(Saved entries)
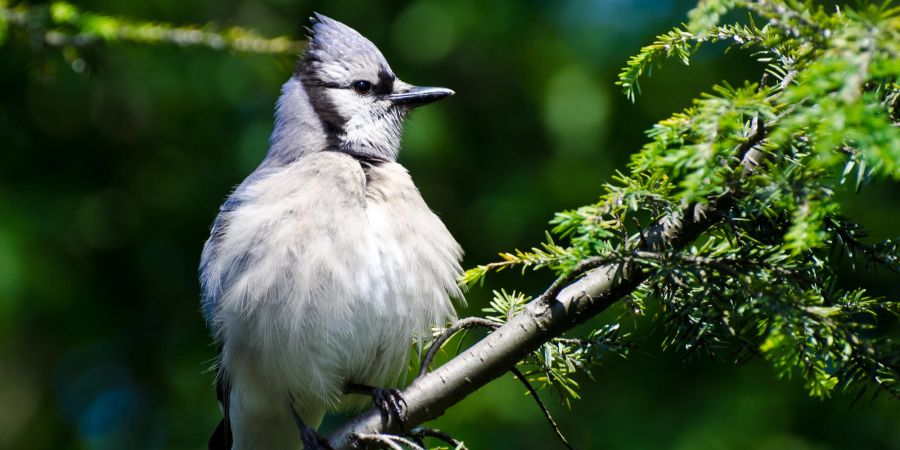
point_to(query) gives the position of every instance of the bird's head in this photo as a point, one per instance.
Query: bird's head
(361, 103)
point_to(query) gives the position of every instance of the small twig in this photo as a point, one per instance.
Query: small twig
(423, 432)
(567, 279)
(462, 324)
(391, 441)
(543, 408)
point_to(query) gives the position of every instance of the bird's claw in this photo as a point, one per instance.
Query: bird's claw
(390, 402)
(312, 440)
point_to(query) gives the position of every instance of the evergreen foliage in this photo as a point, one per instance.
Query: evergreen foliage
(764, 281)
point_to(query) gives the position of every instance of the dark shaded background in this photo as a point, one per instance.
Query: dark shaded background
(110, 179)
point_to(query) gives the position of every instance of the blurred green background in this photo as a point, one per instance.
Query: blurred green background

§ Problem: Reproduce every line of the items above word for word, leaving the pictures out of your answer.

§ Response:
point_to(query) gives the position of every instance of the bird's head in this photo as a point, one per instance.
Query: bird's head
(361, 103)
point_to(query) gives the position of every instance of the small twig in this photo as a point, one per instance.
Query: small twig
(423, 432)
(567, 279)
(462, 324)
(391, 441)
(543, 408)
point_to(query) gives the position of every instance of the bird's claw in this photo as a point, one per instance.
Query: bird's claw
(390, 402)
(312, 440)
point_to(query) gives the position of every instance of the evergreen foliage in this photo as a point, one per instance.
Query: evergreen foliage
(764, 281)
point_to(query) gives the position of every instance of the dark shaded background in this photo as a point, one per instance.
Query: dark shaded background
(110, 179)
point_to(query) gives the position of every instance of the blurred green background in this photo as a point, one per instance.
Query: blurred green background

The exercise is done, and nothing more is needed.